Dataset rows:
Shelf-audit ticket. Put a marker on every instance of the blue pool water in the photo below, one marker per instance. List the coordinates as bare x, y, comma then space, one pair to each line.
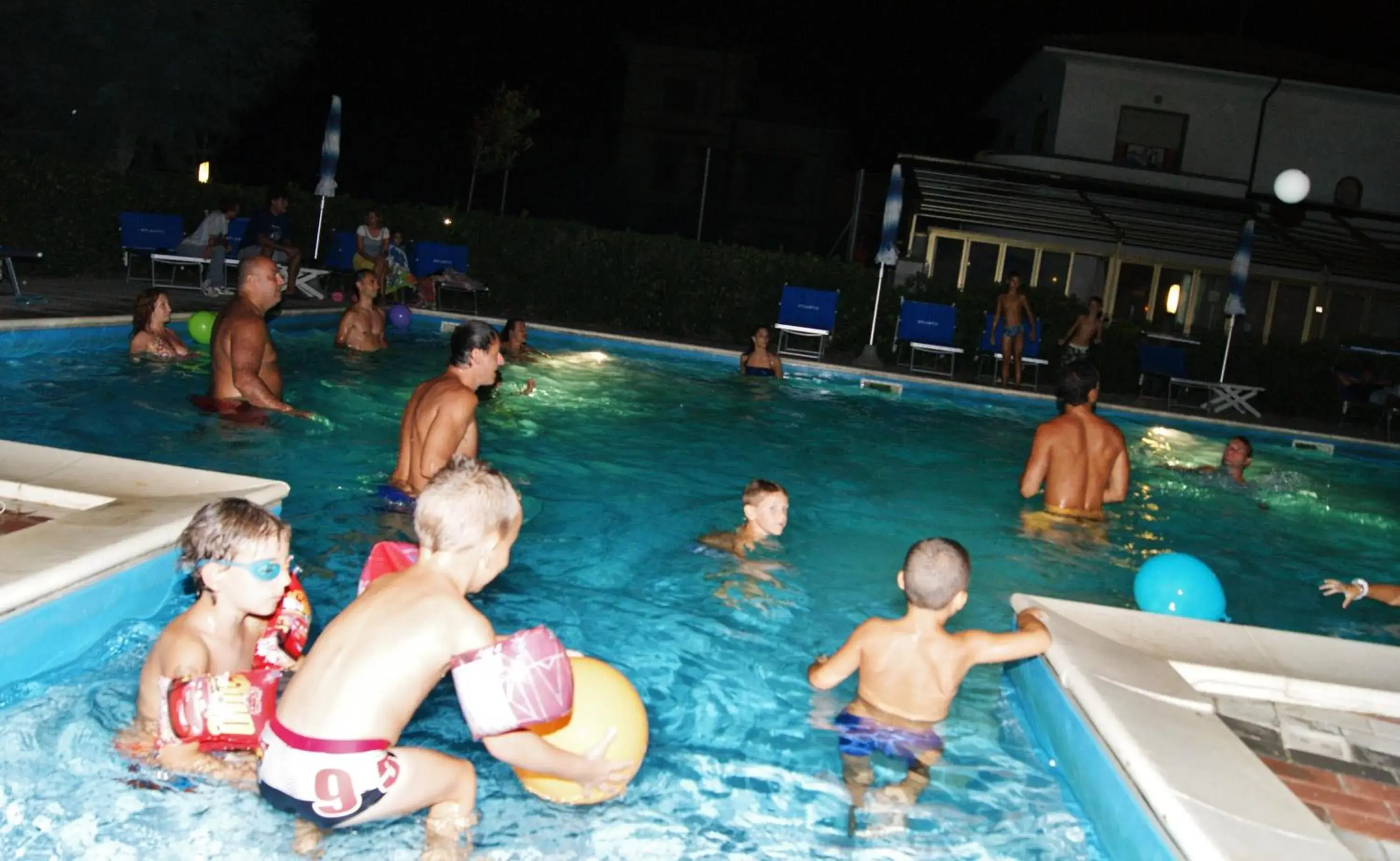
630, 452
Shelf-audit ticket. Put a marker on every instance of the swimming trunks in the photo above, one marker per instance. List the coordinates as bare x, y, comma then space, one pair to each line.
238, 412
395, 499
324, 782
861, 737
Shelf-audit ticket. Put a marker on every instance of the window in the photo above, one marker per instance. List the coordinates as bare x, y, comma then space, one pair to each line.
681, 96
1290, 314
947, 262
1038, 135
1018, 261
770, 180
1349, 192
1344, 313
1174, 297
1087, 278
668, 157
1134, 285
982, 265
1055, 269
1150, 139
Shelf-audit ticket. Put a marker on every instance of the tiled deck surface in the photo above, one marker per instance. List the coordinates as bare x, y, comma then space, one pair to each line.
1344, 766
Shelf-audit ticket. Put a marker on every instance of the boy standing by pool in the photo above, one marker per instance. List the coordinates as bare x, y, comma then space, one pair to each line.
1013, 304
331, 756
910, 670
765, 515
238, 559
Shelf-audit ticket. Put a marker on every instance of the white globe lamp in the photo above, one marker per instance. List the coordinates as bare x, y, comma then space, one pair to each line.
1293, 187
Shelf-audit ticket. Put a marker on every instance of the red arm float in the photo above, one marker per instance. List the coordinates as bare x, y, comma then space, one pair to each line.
222, 713
387, 558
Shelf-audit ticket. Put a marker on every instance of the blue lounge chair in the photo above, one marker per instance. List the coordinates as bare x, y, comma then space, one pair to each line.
149, 234
990, 345
805, 313
929, 328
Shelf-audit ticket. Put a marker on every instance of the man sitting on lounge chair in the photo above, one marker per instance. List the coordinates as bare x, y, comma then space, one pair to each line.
266, 236
209, 243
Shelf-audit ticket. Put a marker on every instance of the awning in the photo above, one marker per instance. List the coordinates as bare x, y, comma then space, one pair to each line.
1067, 209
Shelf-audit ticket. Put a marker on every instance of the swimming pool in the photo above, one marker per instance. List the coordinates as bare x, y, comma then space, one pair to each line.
630, 452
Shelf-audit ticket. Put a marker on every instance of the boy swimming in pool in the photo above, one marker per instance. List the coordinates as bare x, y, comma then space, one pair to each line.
331, 755
238, 559
910, 670
765, 515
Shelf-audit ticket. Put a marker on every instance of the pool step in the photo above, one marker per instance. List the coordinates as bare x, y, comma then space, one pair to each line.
881, 386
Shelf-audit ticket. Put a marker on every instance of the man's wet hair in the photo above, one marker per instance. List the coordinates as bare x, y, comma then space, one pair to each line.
758, 489
464, 504
472, 335
936, 570
1080, 379
223, 529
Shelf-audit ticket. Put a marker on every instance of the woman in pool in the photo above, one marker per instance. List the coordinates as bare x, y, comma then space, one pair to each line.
149, 332
758, 362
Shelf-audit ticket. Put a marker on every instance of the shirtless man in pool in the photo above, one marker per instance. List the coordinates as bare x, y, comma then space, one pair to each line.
1080, 458
243, 369
440, 419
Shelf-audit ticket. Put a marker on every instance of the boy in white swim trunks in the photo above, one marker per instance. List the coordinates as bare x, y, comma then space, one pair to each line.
910, 670
331, 756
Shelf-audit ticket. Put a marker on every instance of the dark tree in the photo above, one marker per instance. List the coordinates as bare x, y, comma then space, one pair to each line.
140, 82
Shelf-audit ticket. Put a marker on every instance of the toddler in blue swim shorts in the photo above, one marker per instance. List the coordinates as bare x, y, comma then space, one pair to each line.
909, 671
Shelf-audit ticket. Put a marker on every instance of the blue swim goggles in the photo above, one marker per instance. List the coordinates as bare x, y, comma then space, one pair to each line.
261, 569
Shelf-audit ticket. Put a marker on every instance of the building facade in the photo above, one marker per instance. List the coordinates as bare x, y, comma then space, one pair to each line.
1127, 171
689, 134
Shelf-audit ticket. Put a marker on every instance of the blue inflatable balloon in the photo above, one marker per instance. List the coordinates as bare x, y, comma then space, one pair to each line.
1179, 586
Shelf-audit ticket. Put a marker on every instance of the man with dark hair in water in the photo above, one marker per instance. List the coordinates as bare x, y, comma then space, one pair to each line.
1080, 458
1238, 455
440, 419
243, 370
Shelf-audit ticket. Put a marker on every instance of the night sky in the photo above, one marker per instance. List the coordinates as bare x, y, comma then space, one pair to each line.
899, 76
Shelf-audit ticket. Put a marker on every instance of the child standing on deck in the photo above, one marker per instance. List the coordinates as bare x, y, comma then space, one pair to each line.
910, 668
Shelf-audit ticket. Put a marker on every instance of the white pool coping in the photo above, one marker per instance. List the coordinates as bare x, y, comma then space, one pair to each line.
1146, 682
111, 513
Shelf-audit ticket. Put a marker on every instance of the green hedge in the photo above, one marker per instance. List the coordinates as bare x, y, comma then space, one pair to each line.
577, 275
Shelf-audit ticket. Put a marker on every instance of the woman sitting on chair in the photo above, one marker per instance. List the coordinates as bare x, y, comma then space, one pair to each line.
759, 362
149, 332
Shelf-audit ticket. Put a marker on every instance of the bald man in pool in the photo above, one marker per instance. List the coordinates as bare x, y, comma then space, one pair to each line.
244, 379
1080, 458
440, 419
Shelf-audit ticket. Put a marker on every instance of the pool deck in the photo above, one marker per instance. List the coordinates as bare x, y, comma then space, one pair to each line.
1244, 742
101, 514
66, 299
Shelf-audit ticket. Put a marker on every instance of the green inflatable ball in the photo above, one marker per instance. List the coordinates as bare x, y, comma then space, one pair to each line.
202, 325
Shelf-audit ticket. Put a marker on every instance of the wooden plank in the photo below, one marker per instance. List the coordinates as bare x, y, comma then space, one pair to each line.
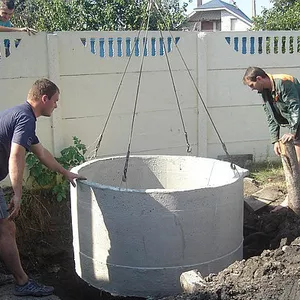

■ The request
Put the stretch of items from the line containing "the pool deck" through the end of the items into a Markdown table with two columns, Row and Item line, numbering each row and skipping any blank lines. Omit the pictures from the table.

■ Output for this task
| Row | Item line |
|---|---|
| 1 | Shelf-audit ticket. Put a marker on every instance of the pool deck in the photo above, one marker per instance. List the coordinates as bare x, y, comma then space, one pair to each line. |
| 2 | 1244, 742 |
| 3 | 101, 514 |
| 4 | 66, 299 |
| 5 | Shelf-audit ticket. Put a marker on every instance of the green inflatable ball in the photo above, one marker per instance. List the coordinates as bare x, y, comma then space, one pair to each line. |
| 6 | 202, 325 |
| 7 | Shelf-audit ticket. Put a marker on every instance of the wooden plank in the photo below, one marker per instance. List the coordinates as bare x, y, comma then space, one pair to each line. |